By Bruce Sanderson | Wine Spectator | For the June 30, 2024 Issue
The latest vintage from Montalcino delivers pure Sangiovese of power and grace
“There was a big crop in 2019, and you needed to manage the vineyards and pay attention to the refining of the wine to achieve quality,” Argiano CEO Bernardino Sani told me last November, as we stood in the estate’s Vigna del Suolo vineyard alongside vineyard manager Francesco Monari.
For that reason, Sani and Monari had green-harvested the vineyard a month in advance, from the second half of May until early June, anticipating that the vines would adjust better to the sun and heat. They also left more leaves to protect the grapes from sunburn.
“At the end of August, there was a heat wave and after that the grapes were suffering a little dryness,” Sani explained to me at the time. “So we decided not to harvest but to wait for the rain, as the leaves were still very active—and indeed it rained in mid-September, and this completely changed the situation. The grapes reacted very well, and we were able to harvest the last week of September until mid-October high quality Sangiovese.”
This foresight earned Argiano one of the highest-rated wines of the vintage, the sleek Brunello di Montalcino Vigna del Suolo 2019 (98 points, $285), with iron, mineral and wild herb flavors framing a core of cherry and raspberry fruit.
The other top-scoring Brunello to date is the complex Podere Salicutti Brunello di Montalcino Piaggione 2019 (98, $126), an alluring and harmonious red featuring fresh, ripe cherry, strawberry, rose and mineral flavors allied to a silky texture and beautifully integrated structure.
Although managing the crop was key for the best outcome in 2019, this is an exciting vintage regardless of the effort demanded of vintners. The year sits near the top of a string of excellent harvests over the past decade. In terms of overall quality, I rate the 2019 vintage at 98 points, placing it in a similar league as the 2010s and 2015s, while being just shy of the stellar 2016s. The 2012 and 2013 harvests round out this successful grouping of classic-rated vintages for Tuscany’s premier region.
The best 2019s deliver a wealth of pure cherry, strawberry, raspberry and occasionally plum fruit, gaining complexity and depth from details of rose, rose hip, hibiscus, orange peel, iron and mineral, along with wild herb and savory notes. The wines range from racy to dense, combining elegance, poise and harmony with muscle and power. “A great vintage needs elegance and power,” says Francesco Ripaccioli, whose family owns Canalicchio di Sopra. “2019 has a little of both.”
Other top wines from the vintage include Castello Romitorio’s stylish and graceful Brunello di Montalcino 2019 (97, $83), Le Chiuse’s racy, linear and energetic Brunello di Montalcino 2019 (97, $113), Lisini’s savory and succulent Brunello di Montalcino 2019 (97, $70), Siro Pacenti’s powerful yet balanced Brunello di Montalcino Pelagrilli 2019 (97, $60) and Valdicava’s Brunello di Montalcino Vigna Montosoli 2019 (97, $376), showing excellent intensity, breadth and depth. (The 2019 riservas will be released next January.)
“2019 was an excellent harvest for us,” recalls Giancarlo Pacenti, owner and winemaker at Siro Pacenti. “Pelagrilli is the area on the north side of the Montalcino hill around the winery, and the wine is produced with grapes that come from vineyards between 25 and 35 years old, known for fruit and freshness.”

Records pointing to named objects:
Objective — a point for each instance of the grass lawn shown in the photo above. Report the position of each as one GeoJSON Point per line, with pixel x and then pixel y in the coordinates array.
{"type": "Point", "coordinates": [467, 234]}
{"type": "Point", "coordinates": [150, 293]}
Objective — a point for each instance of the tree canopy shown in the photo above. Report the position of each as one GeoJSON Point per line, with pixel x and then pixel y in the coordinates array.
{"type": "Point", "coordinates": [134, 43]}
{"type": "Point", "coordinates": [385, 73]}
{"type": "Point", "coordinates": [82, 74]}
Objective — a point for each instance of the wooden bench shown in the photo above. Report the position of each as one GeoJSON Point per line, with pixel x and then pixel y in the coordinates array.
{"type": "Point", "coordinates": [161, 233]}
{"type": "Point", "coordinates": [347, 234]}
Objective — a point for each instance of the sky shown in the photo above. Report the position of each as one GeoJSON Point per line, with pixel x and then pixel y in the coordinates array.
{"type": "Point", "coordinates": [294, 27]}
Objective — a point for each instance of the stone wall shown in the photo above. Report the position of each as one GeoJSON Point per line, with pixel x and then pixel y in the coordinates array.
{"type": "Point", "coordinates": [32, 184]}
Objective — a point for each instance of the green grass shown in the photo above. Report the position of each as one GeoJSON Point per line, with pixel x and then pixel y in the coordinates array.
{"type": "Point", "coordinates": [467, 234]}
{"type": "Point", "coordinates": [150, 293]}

--

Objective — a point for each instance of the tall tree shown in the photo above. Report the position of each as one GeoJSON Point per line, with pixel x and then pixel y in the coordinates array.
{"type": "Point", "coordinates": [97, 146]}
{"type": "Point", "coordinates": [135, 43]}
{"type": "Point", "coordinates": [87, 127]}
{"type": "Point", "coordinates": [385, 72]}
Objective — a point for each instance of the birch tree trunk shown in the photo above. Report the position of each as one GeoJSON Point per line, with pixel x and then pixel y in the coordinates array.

WHAT YOU WILL DO: Write the next part of the article on the 2019 Brunello di Montalcino vintage, picking up after its final sentence.

WRITTEN ANSWER:
There are a number of 2019s that display enticing fruit aromas and flavors yet lack the added complexity and structure of the top wines. Although charming and balanced, they are more open and even enjoyable now. This doesn’t mean, however, that they don’t show outstanding quality. In fact, all of the more than 100 Brunellos I reviewed this year from the 2019 vintage garnered scores of at least 90 points.
What makes the 2019 vintage for Brunello even more exciting is that there are beautiful wines from all parts of the Montalcino zone. Versions from the northwest and southwest areas that can sometimes be dense, chunky and even rustic reveal elegance and finesse.
Cellars at Canalicchio di Sopra delivered a classic-rated 2019 that’s rich yet structured.
Castello Banfi’s Brunello di Montalcino 2019 (94, $80), for example, first impressed me with its gracefulness at a workshop I held in Verona last November. According to Banfi general manager Enrico Viglierchio, the estate has changed some of its Sangiovese trellising from cordon and spur training to the Guyot system and the alberello (head-training) method. In addition, the Banfi team has been aging its Brunello only in large casks of more neutral oak since 2016. Viglierchio explained that they’re now benefiting from more than 30 years of knowledge gained in both the vineyard and the cellar.
La Fiorita, an estate owned primarily by American Natalie Oliveros, fields three classic-scoring Brunellos this year, two 2019s along with a 2018 riserva. The charming Brunello di Montalcino 2019 (95, $65), offering strawberry, raspberry and cherry flavors, is sourced from four estate vineyards located around the Montalcino zone, Collosorbo, Giardinello, La Fiorita and Pian Bossolino; the complex Brunello di Montalcino Fiore di NO 2019 (96, $130), which shows more savory notes of wild herbs and olive framing cherry and plum flavors, comes from “sweet spots” identified in three of the different vineyards; and the harmonious and expressive Brunello di Montalcino Riserva 2018 (95, $130) is 100 percent from Pian Bossolino. All three wines were aged 36 months in large casks.
“In 2016, 2018 and 2019, we crafted three Brunellos: Brunello, riserva and Fiore di NO,” explains La Fiorita export director François Colas. “Tasting one vintage of all three wines always blows my taste buds as the composition is from the same vineyards, same grape, same aging, but the ‘assemblage’ is in different proportions—from 100 percent for the riserva to different levels for the rest. At the end, three very different wines.” La Fiorita, he adds, “does not make Brunello from Sangiovese, but the grape becomes the link between soils.”
The 2019 growing season was warm, but not hot, and there was a significant difference between the daytime and nighttime temperatures. There were good water reserves after 2018 and ample rainfall in April and May, as well as one day at the end of June. In mid-September, about 1.75 inches of rain refreshed the vines just before harvest.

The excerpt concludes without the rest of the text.